Rewrite the entries below from their start through the line holding "(0, 379), (250, 500)", inclusive, with "tan alpaca body" replaced by "brown alpaca body" and everything else unchanged. Leave the pictures out.

· · ·

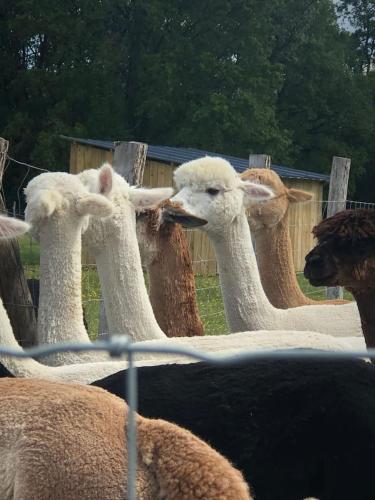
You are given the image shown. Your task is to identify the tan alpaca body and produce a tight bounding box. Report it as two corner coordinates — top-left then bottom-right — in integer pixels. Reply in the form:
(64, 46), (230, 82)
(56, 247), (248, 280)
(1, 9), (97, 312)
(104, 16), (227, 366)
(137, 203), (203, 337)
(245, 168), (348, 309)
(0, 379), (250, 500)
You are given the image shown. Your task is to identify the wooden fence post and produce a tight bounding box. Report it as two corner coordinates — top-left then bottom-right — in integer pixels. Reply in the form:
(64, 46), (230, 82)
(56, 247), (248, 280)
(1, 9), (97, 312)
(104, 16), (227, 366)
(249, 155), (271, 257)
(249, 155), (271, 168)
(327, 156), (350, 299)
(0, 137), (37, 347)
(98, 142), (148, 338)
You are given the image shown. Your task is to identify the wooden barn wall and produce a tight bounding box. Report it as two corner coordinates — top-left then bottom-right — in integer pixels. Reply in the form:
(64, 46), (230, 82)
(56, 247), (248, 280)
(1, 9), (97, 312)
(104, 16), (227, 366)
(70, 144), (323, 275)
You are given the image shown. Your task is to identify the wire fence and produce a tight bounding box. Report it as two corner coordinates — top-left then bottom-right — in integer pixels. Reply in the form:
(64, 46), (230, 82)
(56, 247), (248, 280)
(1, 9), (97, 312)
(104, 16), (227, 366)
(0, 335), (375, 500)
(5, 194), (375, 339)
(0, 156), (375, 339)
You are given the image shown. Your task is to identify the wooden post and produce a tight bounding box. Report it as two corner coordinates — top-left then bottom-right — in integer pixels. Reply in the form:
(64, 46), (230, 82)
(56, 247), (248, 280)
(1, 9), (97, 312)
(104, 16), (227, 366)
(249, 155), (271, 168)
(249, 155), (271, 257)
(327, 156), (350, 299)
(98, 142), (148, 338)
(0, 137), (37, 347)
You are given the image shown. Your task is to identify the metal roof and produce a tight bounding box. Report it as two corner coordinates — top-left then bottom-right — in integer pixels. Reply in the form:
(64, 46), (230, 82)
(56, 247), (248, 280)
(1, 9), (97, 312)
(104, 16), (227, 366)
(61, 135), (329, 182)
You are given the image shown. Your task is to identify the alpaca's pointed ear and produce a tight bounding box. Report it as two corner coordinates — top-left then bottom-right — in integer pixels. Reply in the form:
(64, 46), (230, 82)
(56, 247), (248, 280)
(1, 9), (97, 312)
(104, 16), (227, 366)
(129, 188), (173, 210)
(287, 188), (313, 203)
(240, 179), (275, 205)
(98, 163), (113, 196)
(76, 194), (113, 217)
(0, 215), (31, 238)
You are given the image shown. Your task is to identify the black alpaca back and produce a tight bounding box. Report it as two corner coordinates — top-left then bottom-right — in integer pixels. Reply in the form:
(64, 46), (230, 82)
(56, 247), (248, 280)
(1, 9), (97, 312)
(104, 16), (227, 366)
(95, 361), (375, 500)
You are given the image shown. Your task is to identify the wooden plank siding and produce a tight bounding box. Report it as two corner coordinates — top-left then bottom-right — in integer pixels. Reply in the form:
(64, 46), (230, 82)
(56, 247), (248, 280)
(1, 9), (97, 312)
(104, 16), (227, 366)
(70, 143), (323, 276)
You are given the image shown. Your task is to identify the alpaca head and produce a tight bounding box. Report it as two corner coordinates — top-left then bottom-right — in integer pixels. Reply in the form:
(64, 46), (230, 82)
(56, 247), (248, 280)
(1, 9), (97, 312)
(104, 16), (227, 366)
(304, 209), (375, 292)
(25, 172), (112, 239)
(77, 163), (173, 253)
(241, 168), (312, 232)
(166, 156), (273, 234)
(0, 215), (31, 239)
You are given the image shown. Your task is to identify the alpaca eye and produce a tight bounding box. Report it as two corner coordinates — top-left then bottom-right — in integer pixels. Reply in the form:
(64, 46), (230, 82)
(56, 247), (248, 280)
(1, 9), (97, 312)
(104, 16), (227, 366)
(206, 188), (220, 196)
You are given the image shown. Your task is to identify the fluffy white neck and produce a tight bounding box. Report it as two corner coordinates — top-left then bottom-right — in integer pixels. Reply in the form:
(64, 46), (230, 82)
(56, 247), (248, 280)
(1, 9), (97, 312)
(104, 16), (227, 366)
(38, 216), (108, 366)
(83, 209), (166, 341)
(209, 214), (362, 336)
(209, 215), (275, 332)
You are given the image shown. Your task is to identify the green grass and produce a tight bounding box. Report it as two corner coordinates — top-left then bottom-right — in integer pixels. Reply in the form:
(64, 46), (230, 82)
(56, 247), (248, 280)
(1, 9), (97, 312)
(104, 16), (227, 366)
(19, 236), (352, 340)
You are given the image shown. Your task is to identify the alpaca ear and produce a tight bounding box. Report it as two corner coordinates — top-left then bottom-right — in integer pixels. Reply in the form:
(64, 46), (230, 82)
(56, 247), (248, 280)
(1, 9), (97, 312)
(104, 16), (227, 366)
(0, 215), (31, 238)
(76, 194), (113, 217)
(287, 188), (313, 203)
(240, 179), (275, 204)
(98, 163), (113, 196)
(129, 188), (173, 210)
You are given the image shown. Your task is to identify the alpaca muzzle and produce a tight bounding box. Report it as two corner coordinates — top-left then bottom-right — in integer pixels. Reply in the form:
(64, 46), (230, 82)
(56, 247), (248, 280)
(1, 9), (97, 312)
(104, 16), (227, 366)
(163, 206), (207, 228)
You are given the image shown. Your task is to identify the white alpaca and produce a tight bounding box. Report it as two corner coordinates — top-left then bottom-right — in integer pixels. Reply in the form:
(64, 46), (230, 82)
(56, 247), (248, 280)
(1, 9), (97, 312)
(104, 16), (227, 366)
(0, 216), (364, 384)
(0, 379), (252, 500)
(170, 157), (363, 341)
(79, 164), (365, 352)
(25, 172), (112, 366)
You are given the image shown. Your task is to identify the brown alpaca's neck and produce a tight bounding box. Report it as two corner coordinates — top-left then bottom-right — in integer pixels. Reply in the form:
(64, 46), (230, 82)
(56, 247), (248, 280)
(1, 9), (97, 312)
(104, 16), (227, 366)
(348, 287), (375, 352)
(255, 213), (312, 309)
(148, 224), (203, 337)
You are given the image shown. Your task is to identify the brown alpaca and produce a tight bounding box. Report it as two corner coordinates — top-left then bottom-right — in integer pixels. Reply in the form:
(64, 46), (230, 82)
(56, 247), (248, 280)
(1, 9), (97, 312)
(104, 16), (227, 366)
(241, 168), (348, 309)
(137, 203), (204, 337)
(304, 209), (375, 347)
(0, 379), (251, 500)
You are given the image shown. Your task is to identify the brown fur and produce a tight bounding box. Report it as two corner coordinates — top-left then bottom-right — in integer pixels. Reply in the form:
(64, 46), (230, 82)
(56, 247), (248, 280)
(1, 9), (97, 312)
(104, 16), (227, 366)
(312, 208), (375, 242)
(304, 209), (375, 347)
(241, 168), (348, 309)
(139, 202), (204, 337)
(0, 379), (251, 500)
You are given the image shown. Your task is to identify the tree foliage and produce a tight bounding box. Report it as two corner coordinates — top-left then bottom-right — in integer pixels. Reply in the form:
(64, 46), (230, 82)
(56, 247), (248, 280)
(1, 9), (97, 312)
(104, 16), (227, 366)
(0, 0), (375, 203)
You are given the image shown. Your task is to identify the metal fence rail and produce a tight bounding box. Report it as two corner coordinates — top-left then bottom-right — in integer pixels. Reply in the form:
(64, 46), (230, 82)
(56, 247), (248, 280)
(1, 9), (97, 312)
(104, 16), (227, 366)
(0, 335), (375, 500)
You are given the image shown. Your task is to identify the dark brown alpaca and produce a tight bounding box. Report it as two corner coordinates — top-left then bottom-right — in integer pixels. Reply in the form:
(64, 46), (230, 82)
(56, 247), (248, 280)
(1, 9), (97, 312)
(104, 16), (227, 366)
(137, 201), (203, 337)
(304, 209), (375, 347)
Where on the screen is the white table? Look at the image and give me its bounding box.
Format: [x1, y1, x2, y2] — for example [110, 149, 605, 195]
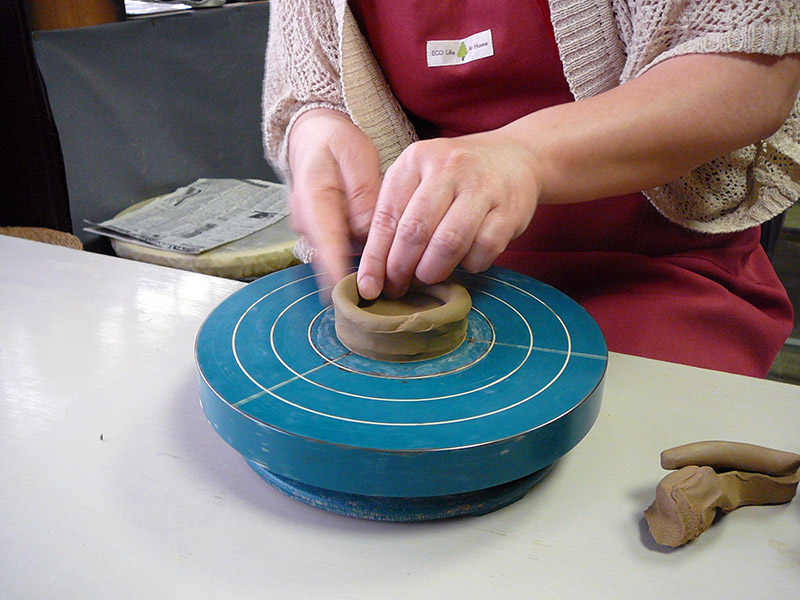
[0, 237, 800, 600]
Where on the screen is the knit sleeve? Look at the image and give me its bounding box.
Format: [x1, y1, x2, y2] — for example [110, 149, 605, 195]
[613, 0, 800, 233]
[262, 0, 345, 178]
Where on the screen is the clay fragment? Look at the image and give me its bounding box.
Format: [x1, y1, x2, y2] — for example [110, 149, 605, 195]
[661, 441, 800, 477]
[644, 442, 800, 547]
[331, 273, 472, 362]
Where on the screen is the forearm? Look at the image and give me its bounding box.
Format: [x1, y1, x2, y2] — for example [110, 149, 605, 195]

· · ·

Response to this exercise =
You are given the image shown. Your task is to identify the brown alpaca body and produce a tight bounding box. Report it as two corner coordinates — top-left then bottom-right — in integer pixels. Reply in the form:
(64, 46), (230, 82)
(56, 247), (248, 280)
(1, 9), (97, 312)
(104, 16), (227, 366)
(137, 203), (203, 337)
(245, 168), (348, 309)
(0, 379), (250, 500)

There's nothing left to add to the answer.